● **JOB**:
Reproduce verbatim the rows from the line containing "Target: partially submerged rock" through the line containing "x=437, y=379", both included, and omit the pictures from your answer.

-.-.-

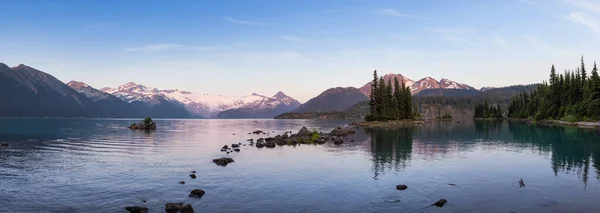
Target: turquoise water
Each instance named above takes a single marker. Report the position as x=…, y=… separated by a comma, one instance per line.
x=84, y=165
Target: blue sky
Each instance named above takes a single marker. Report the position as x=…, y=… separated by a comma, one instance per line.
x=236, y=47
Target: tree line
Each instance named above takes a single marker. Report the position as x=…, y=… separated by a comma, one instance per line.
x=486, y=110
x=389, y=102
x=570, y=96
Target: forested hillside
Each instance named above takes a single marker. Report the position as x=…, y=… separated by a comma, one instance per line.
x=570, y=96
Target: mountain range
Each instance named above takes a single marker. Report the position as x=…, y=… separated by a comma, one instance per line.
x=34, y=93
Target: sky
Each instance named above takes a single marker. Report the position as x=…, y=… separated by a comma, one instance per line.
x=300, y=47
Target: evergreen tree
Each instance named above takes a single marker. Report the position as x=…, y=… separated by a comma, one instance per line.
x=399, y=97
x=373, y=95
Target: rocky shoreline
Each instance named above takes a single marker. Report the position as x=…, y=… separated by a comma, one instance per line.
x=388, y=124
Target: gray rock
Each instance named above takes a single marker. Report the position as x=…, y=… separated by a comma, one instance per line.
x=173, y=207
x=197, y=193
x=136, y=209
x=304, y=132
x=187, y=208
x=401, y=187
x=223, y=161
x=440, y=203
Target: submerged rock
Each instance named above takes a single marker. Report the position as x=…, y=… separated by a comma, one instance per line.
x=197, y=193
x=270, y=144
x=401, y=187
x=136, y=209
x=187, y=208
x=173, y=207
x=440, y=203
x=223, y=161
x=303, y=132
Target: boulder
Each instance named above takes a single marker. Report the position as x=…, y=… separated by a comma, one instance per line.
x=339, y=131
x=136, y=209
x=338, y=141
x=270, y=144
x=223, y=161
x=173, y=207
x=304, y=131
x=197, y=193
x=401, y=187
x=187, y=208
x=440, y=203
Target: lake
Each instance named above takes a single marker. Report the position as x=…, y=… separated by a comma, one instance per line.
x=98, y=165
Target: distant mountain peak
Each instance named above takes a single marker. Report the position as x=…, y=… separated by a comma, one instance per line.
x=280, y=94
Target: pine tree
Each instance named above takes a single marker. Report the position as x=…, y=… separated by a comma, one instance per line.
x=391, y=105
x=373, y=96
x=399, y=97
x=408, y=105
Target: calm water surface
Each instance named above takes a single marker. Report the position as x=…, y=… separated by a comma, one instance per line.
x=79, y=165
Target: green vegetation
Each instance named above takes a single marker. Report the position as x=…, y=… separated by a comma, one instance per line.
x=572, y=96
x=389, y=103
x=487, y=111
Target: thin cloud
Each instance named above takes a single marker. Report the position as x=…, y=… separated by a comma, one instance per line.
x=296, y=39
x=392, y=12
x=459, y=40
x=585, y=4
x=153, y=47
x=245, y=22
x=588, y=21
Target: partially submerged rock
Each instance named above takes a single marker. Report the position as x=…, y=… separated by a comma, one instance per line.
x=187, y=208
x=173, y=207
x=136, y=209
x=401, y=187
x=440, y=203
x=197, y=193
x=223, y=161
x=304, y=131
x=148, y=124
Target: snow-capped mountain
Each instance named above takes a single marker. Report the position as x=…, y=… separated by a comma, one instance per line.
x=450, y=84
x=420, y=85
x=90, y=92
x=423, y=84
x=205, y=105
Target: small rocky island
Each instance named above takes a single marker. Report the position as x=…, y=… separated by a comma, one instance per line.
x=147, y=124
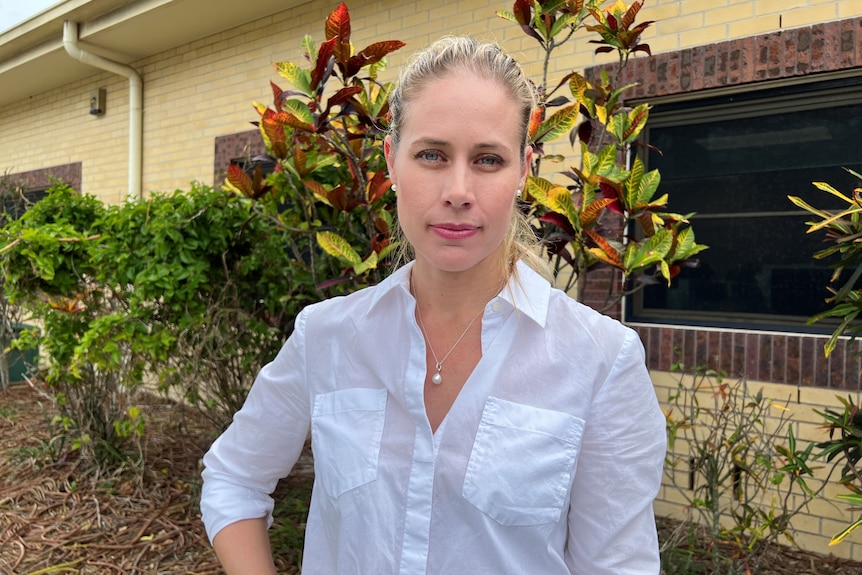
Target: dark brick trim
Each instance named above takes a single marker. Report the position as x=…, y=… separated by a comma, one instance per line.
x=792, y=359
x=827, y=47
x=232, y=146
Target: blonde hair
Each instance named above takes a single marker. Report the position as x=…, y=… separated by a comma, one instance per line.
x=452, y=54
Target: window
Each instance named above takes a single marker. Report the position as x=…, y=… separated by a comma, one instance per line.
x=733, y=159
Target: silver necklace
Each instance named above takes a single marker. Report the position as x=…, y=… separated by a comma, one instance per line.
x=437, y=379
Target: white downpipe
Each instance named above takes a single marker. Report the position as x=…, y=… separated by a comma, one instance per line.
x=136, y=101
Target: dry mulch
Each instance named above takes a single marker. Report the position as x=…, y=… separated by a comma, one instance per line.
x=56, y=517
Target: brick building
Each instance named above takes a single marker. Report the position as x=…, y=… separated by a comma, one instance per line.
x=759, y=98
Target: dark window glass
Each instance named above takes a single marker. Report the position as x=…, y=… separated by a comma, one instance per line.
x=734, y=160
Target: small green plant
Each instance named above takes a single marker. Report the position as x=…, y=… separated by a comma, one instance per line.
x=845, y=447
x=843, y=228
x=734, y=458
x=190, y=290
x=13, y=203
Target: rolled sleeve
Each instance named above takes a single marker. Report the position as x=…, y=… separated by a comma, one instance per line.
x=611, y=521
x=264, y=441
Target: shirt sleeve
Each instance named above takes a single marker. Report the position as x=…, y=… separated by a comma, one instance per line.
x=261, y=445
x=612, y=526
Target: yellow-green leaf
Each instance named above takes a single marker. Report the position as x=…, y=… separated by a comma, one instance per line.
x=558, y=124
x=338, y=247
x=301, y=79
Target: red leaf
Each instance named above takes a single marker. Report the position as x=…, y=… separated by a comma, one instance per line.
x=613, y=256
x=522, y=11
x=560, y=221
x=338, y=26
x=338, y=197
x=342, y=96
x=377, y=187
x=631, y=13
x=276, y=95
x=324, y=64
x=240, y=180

-.-.-

● **TASK RESPONSE**:
Target: partially submerged rock
Each instance named above takes a single marker. Report the position as x=…, y=… separated by a comma, one instance per line.
x=187, y=208
x=173, y=207
x=136, y=209
x=401, y=187
x=440, y=203
x=197, y=193
x=223, y=161
x=304, y=131
x=148, y=124
Target: snow-capped mountain
Each instance named above takes a single marker. Report the position as x=…, y=… separated by a comma, one instance per line.
x=450, y=84
x=420, y=85
x=90, y=92
x=423, y=84
x=205, y=105
Target: small rocky island
Each instance named above takes a single marker. Report the position as x=…, y=… separated by a comma, one instance per line.
x=147, y=124
Target: dark brick trim
Each instance named above takes a single marker. Report the position as x=…, y=… separated by a comma, one instance per line.
x=792, y=359
x=827, y=47
x=232, y=146
Target: blonde hair
Each instance named above takes a single marker. Report the position as x=…, y=… separated by a comma, one instance per line.
x=452, y=54
Target: window
Each instance named above takes a single marker. Report the position as x=…, y=… separated by a comma, one instance per line.
x=733, y=159
Target: silver necklace
Each instance named above takes a single marker. Report the position as x=…, y=… separated by a comma, one instance per line.
x=437, y=379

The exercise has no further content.